Here are some general coding style suggestions.

Documentation

The PEP 8 style guide recommends adding docstrings for classes and functions.

Octahedron seems like a good name for a class, and the comments in the code are helpful. For the class, the docstring could summarize a few items:

Your motivation for creating the class
What types of things does the class do
What are the public properties of the class. For example, describe what signsare.

For functions, you could convert comments:

def pt_face(self, uvw):  # Which face does this point belong to?

to docstrings:

def pt_face(self, uvw):
    """ Which face does this point belong to? """

Readability

I find multiple assignments in a single line hard to read:

a, b = 1 - a, 1 - b

I think think this is easier to read:

a = 1 - a
b = 1 - b

Comment

There is no need for this comment:

r6 = 6 ** 0.5  # r2 * r3

if you just use this:

r6 = r2 * r3

Thanks for the heads up on docstrings! Also other good ptrs, and I appreciate the positive criticism how about the pt_ pts_ methods? Is that reasonable? — Konchog, Commented Mar 5 at 17:28

Reinderien · Accepted Answer · 2025-03-09 13:06:04Z

It's not a great idea to **0.5; just call np.sqrt - once over all three radicands.

ov only seems used for self.signs, but there is a more direct way to construct signs that does not require ov and does not iterate; and puts all of the sign vectors in contiguous memory.

matrices is not used. Do you really need it? And why is it a class variable versus the other variables? At a wild guess, it's not useful or meaningful for this to be a class variable, and it can just be an instance variable. This allows callers to control when matrices is constructed; right now there is no control possible and the time will be spent during import.

matrices, similar to signs, can be constructed in a way that keeps them in contiguous memory.

**Task instructions:**
[1] In the code review, which style guide recommends adding docstrings for classes and functions?
[2] Transcribe the stretch of the code review from "if you just" through "vectors in contiguous memory.".

**Information supplied:**
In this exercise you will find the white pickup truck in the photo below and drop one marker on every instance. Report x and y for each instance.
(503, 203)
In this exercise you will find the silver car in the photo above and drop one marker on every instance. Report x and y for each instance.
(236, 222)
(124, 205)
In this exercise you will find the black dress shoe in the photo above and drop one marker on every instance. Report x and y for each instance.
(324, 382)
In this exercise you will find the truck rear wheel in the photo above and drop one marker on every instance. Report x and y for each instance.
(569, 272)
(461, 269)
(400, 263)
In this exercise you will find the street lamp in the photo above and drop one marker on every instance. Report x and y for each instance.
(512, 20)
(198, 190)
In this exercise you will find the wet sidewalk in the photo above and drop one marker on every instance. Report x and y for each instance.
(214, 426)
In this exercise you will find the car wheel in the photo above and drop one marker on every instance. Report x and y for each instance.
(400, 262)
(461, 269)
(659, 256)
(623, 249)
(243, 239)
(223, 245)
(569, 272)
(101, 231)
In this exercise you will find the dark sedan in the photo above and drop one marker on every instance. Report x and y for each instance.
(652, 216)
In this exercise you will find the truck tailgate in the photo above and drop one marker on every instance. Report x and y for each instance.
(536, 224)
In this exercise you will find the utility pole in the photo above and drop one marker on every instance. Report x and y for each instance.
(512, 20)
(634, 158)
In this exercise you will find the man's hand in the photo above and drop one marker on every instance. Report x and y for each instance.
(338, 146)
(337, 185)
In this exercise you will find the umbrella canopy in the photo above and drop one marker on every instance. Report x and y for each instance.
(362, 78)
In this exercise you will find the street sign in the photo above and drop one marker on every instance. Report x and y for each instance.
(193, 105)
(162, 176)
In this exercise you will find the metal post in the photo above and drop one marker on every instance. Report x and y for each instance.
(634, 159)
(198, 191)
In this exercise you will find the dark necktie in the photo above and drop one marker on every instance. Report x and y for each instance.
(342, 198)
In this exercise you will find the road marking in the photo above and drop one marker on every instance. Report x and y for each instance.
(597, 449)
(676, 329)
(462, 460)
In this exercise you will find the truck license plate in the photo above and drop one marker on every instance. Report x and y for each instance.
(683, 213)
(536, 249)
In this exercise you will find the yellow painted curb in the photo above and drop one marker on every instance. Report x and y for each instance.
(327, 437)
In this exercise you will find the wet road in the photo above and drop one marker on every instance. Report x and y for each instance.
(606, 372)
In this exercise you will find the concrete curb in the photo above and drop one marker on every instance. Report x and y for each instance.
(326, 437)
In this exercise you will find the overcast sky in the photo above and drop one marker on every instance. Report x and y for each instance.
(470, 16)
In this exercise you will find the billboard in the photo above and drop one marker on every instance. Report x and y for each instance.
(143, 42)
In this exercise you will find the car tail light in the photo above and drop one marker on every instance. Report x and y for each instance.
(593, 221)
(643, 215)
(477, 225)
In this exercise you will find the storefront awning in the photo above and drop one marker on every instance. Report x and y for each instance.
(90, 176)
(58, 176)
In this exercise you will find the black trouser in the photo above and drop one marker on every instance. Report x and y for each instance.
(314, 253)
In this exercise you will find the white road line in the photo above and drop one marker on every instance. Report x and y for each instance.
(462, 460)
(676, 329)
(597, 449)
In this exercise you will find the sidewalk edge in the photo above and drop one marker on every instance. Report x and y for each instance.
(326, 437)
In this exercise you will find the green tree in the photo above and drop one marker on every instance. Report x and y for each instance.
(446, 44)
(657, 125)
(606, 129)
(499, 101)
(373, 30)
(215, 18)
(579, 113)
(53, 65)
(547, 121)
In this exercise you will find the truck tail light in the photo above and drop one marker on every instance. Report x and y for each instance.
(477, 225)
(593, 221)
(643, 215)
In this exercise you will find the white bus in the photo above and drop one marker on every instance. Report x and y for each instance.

**Expected answers:**
[1] The PEP 8 style guide.

[2]
if you just use this:

r6 = r2 * r3

Thanks for the heads up on docstrings! Also other good ptrs, and I appreciate the positive criticism how about the pt_ pts_ methods? Is that reasonable? — Konchog, Commented Mar 5 at 17:28

Reinderien · Accepted Answer · 2025-03-09 13:06:04Z

It's not a great idea to **0.5; just call np.sqrt - once over all three radicands.

ov only seems used for self.signs, but there is a more direct way to construct signs that does not require ov and does not iterate; and puts all of the sign vectors in contiguous memory.